__THE DATA__:

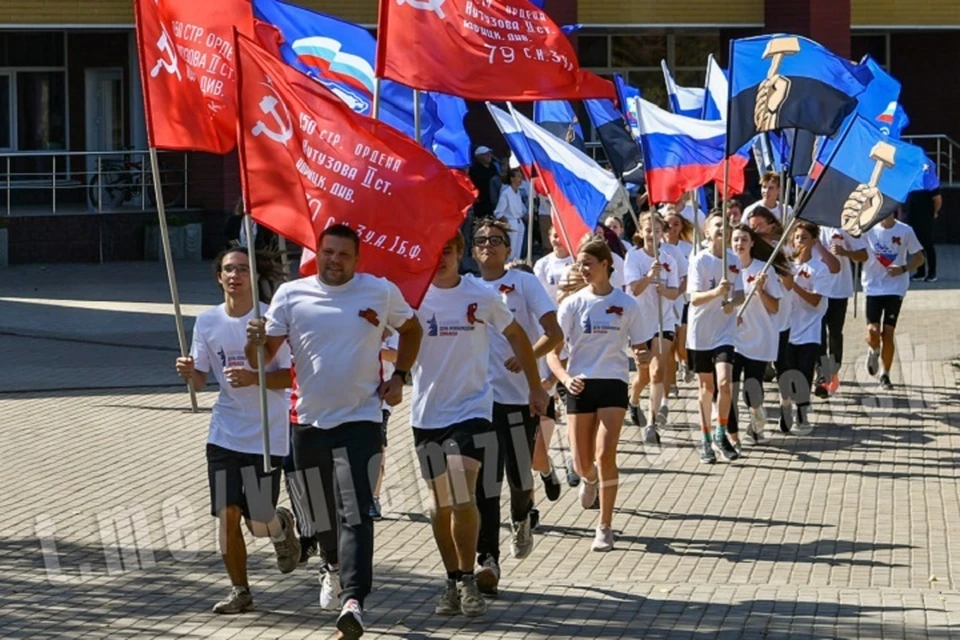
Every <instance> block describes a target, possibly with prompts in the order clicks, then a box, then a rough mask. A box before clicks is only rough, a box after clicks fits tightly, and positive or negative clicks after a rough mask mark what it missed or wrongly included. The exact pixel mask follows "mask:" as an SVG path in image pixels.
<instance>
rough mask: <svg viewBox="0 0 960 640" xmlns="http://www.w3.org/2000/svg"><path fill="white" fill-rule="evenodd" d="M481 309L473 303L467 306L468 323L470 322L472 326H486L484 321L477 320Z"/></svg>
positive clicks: (479, 307)
mask: <svg viewBox="0 0 960 640" xmlns="http://www.w3.org/2000/svg"><path fill="white" fill-rule="evenodd" d="M479 308H480V305H479V304H477V303H476V302H471V303H470V304H468V305H467V322H469V323H470V324H477V323H478V322H479V323H480V324H484V322H483V320H480V319H479V318H477V309H479Z"/></svg>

__WORK INSTRUCTION__: Rewrite every line of the records above as a JSON list of strings, one string per line, dropping blank lines and leaving out the pictures.

__RESPONSE__:
[
  "Every <instance> block describes a target, possibly with prompts in the order clicks, then a box, then a rough mask. A box before clicks is only rough, a box after clicks fits tightly, and positive or negative clicks after a rough mask mark what it missed or wrongly included. The exact pixel mask follows \"mask:\" as an SVG path in image pixels.",
  "<instance>",
  "rough mask: <svg viewBox=\"0 0 960 640\" xmlns=\"http://www.w3.org/2000/svg\"><path fill=\"white\" fill-rule=\"evenodd\" d=\"M481 309L473 303L467 306L468 323L470 322L472 326H486L484 321L477 320Z\"/></svg>",
  "positive clicks: (479, 307)",
  "mask: <svg viewBox=\"0 0 960 640\" xmlns=\"http://www.w3.org/2000/svg\"><path fill=\"white\" fill-rule=\"evenodd\" d=\"M479 308H480V305H479V304H477V303H476V302H471V303H470V304H468V305H467V322H469V323H470V324H477V323H478V322H479V323H480V324H484V322H483V320H480V319H479V318H477V309H479Z\"/></svg>"
]